**Your goal**
Repeat exactly the lines of the entries below from the one with "For each target, write" through the one with "box: [31, 4, 69, 27]", both ends included, and nothing else.

Segmentation mask data:
========
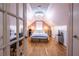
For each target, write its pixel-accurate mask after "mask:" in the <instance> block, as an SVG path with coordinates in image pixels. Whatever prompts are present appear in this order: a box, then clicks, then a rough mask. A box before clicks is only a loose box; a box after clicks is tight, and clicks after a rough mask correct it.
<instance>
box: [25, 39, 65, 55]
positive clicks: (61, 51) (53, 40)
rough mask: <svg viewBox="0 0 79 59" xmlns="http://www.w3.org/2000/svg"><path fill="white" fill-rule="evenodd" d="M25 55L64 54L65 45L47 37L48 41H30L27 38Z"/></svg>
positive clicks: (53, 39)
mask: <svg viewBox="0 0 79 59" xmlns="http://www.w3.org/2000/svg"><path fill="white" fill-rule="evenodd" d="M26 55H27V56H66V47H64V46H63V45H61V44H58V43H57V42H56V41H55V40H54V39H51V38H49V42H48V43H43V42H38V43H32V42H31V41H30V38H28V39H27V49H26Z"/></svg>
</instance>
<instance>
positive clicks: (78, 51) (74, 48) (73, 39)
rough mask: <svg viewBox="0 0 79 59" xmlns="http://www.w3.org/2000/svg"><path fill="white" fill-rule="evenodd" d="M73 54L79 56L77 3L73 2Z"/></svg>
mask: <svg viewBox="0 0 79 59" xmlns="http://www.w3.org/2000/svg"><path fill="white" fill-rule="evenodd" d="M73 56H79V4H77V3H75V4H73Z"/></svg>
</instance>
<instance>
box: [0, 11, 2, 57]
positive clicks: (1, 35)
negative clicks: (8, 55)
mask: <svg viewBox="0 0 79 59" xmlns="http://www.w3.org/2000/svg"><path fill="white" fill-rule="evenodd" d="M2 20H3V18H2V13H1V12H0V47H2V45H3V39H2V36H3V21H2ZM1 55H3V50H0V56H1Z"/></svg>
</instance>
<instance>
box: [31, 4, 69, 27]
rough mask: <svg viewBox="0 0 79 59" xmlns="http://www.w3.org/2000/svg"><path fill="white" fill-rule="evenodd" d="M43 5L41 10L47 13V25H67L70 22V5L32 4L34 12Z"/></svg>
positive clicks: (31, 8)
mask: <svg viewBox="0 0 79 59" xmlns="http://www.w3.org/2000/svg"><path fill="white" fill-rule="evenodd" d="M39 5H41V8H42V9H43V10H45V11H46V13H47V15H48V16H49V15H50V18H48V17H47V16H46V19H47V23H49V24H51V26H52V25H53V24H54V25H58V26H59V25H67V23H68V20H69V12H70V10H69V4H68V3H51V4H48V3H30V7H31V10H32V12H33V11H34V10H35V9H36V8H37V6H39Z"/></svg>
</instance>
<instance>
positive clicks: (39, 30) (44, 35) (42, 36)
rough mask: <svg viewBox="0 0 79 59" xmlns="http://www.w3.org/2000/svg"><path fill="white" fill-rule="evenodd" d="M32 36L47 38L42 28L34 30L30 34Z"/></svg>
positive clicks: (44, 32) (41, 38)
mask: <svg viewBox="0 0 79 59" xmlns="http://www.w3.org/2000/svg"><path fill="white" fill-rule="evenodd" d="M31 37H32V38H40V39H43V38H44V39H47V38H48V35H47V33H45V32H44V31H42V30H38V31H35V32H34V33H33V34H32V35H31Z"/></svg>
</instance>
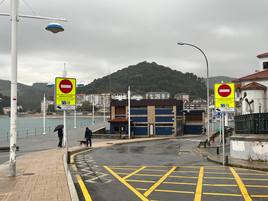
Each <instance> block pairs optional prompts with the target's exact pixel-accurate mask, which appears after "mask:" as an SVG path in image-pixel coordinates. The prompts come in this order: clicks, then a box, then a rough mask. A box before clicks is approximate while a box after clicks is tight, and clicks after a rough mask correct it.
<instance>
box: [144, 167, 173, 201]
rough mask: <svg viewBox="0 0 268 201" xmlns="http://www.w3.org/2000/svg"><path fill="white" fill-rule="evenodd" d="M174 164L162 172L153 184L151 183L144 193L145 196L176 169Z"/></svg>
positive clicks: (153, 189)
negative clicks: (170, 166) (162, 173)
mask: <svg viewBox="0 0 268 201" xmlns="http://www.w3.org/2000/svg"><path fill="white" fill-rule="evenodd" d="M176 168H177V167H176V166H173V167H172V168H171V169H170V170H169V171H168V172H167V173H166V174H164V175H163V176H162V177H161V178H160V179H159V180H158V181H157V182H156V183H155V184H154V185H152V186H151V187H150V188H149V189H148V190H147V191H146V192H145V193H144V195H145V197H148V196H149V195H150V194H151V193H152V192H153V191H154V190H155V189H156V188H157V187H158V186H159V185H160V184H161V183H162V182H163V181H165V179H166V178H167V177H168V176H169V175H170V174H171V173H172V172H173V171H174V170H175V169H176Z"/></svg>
========
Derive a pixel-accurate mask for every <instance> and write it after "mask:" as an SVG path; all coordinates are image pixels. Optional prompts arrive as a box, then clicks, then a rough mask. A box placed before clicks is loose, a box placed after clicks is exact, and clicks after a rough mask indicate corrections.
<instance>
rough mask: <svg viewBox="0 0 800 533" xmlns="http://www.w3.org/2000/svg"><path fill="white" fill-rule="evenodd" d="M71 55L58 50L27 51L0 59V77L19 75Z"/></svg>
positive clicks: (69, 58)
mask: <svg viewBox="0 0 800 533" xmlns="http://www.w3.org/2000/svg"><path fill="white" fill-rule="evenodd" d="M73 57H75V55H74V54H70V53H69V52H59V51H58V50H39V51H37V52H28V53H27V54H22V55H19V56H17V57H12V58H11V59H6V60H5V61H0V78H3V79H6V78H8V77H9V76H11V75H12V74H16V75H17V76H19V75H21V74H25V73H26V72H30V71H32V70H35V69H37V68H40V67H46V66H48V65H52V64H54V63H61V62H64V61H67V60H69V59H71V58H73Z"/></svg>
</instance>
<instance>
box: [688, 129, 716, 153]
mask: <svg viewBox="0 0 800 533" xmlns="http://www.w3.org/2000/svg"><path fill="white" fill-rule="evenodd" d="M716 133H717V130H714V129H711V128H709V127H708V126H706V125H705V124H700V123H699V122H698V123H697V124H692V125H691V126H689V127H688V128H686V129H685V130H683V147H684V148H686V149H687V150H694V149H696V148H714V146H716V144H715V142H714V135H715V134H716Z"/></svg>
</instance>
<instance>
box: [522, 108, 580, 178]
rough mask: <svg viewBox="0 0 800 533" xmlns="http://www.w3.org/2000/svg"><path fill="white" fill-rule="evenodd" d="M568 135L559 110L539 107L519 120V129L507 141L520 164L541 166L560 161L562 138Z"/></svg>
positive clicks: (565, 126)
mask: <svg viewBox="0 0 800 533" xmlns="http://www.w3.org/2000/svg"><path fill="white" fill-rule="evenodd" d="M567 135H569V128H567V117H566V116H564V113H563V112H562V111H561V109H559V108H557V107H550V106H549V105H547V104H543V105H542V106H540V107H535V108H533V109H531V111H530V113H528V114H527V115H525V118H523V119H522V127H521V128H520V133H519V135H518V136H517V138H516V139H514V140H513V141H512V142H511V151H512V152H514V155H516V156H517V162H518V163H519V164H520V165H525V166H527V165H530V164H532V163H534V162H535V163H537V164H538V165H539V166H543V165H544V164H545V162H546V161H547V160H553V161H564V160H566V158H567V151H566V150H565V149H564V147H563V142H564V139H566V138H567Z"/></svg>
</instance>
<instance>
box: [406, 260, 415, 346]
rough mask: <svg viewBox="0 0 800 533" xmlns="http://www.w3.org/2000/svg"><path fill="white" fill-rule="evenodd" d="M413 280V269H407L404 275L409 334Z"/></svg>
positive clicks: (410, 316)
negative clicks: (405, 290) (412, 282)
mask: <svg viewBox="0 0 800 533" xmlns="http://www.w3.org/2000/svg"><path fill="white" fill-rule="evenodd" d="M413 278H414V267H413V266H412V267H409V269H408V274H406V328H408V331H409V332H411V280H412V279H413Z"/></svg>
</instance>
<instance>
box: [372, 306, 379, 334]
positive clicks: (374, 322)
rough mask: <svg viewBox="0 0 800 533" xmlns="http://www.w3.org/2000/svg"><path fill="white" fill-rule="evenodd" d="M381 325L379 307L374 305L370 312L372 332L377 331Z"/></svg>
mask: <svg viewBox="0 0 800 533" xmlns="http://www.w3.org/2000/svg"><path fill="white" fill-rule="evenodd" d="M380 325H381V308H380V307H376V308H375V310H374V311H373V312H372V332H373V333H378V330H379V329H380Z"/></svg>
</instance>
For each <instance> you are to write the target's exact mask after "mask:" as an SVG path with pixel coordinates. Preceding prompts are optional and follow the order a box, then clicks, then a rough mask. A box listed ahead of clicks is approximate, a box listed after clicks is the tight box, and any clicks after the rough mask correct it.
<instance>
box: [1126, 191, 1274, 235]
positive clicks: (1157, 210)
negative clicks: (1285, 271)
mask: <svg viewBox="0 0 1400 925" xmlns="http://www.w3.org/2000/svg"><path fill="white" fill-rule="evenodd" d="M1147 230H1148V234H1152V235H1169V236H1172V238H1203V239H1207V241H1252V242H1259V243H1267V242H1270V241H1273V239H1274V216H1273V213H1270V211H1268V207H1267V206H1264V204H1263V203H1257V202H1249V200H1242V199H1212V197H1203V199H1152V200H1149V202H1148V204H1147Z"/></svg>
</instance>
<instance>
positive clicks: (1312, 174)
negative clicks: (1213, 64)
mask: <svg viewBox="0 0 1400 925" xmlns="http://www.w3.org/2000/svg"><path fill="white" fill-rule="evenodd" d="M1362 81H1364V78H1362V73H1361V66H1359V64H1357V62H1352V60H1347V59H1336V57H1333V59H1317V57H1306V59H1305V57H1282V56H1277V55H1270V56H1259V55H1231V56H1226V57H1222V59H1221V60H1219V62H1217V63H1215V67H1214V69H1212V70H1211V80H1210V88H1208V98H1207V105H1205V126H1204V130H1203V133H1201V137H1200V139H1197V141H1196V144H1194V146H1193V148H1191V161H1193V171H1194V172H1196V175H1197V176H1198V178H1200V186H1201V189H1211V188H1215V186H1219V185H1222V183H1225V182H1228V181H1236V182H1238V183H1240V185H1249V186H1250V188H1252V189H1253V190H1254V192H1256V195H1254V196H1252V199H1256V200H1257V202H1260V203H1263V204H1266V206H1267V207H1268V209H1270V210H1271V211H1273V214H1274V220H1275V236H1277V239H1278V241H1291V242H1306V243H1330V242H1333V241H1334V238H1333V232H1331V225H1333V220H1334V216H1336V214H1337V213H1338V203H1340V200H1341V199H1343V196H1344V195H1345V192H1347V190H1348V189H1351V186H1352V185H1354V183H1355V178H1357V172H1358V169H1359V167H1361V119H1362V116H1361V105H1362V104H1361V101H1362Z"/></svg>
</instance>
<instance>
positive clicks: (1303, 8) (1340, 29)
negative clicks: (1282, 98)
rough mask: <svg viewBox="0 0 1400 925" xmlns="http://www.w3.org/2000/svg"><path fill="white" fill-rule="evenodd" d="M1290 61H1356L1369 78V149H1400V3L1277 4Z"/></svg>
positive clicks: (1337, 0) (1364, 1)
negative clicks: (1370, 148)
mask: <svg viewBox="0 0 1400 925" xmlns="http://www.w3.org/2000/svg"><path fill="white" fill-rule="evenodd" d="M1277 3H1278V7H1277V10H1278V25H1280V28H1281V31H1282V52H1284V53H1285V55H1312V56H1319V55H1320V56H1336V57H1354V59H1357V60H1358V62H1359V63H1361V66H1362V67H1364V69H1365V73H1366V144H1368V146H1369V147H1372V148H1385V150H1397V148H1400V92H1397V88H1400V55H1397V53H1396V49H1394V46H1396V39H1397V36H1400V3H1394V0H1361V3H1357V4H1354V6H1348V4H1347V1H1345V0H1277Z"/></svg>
========
**Output of the exercise**
For each target, write its pixel-accurate mask after "mask:" in the <instance> block, as an SVG path with coordinates in image pixels. Whatever prompts are present appear in this order: a box, then clicks, then a rough mask. A box before clicks is only a loose box; a box after clicks is tight, and clicks after a rough mask correct it.
<instance>
box: [25, 39, 65, 55]
positive clicks: (61, 51) (53, 40)
rough mask: <svg viewBox="0 0 79 59" xmlns="http://www.w3.org/2000/svg"><path fill="white" fill-rule="evenodd" d="M25 55L64 54L65 45L47 37L48 41H30L27 38Z"/></svg>
positive clicks: (53, 39)
mask: <svg viewBox="0 0 79 59" xmlns="http://www.w3.org/2000/svg"><path fill="white" fill-rule="evenodd" d="M26 55H27V56H66V47H64V46H63V45H61V44H58V43H57V42H56V41H55V40H54V39H51V38H49V42H48V43H43V42H38V43H32V42H31V41H30V38H28V39H27V49H26Z"/></svg>
</instance>
<instance>
positive clicks: (78, 51) (74, 48) (73, 39)
rough mask: <svg viewBox="0 0 79 59" xmlns="http://www.w3.org/2000/svg"><path fill="white" fill-rule="evenodd" d="M73 54L79 56L77 3L73 2Z"/></svg>
mask: <svg viewBox="0 0 79 59" xmlns="http://www.w3.org/2000/svg"><path fill="white" fill-rule="evenodd" d="M73 56H79V4H77V3H75V4H73Z"/></svg>
</instance>
<instance>
box: [0, 11, 2, 57]
positive clicks: (1, 35)
negative clicks: (8, 55)
mask: <svg viewBox="0 0 79 59" xmlns="http://www.w3.org/2000/svg"><path fill="white" fill-rule="evenodd" d="M2 20H3V18H2V13H1V12H0V47H2V45H3V39H2V36H3V21H2ZM1 55H3V50H0V56H1Z"/></svg>
</instance>
<instance>
box: [31, 4, 69, 27]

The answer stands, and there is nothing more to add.